■ **Stated exercise**: From the line containing "Put a point on every instance of the statue on" through the last line of the entries below, repeat each line word for word and leave out the rest.

─── Supplied records ───

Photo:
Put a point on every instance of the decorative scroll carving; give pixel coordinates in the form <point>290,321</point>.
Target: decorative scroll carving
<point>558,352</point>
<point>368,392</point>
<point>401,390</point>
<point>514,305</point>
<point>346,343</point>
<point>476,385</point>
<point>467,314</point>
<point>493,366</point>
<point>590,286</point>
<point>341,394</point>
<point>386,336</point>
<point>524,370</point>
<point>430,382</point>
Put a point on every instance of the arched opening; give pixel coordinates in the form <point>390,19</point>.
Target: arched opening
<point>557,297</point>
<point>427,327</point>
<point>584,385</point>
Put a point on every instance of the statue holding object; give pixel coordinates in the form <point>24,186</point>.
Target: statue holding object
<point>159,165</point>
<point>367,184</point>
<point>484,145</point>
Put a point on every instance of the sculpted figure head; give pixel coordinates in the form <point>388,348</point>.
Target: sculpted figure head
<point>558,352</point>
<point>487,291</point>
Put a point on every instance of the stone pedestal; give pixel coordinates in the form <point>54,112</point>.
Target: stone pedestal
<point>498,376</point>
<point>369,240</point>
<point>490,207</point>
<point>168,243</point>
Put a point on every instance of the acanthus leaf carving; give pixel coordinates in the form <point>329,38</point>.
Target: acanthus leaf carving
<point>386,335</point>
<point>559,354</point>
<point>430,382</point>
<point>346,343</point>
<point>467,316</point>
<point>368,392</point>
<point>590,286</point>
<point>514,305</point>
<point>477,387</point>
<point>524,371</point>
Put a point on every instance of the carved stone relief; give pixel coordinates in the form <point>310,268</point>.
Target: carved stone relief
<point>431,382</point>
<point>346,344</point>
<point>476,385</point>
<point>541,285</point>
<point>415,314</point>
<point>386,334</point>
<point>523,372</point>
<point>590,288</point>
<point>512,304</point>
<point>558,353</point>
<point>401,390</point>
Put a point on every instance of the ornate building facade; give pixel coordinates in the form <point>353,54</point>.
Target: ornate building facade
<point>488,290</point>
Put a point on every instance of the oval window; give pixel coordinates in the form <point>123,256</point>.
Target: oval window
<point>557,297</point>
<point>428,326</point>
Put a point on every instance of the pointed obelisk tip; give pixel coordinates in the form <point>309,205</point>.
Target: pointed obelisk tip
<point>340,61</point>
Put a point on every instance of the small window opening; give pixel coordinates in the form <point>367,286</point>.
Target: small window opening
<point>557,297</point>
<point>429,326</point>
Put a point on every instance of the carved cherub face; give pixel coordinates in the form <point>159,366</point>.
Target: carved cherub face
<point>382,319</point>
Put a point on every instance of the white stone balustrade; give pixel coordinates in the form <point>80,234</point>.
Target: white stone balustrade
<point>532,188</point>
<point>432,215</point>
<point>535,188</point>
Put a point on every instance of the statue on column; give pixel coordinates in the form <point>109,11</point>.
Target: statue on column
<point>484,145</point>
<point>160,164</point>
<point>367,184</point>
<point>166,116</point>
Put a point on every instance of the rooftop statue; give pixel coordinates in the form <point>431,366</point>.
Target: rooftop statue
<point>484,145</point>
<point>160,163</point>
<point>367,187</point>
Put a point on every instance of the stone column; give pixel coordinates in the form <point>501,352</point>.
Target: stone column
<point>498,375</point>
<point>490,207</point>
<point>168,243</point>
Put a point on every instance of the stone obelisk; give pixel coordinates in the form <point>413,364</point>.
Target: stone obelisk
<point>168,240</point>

───

■ **Result of this task**:
Put a point on every instance of the statue on column; give pixel coordinates in the form <point>109,11</point>.
Target: statue on column
<point>484,145</point>
<point>160,164</point>
<point>367,184</point>
<point>166,116</point>
Put a point on every instance of the rooftop statue; give pixel coordinates in the form <point>431,366</point>.
Target: rooftop statue
<point>484,145</point>
<point>160,163</point>
<point>367,187</point>
Put a point on every instance of the stone column; give pixel coordinates in the form <point>501,352</point>.
Target: stone column
<point>498,375</point>
<point>490,207</point>
<point>168,243</point>
Put a point on every instance of the stone obelisk; give pixel coordinates in the form <point>413,364</point>.
Target: stone obelisk
<point>168,240</point>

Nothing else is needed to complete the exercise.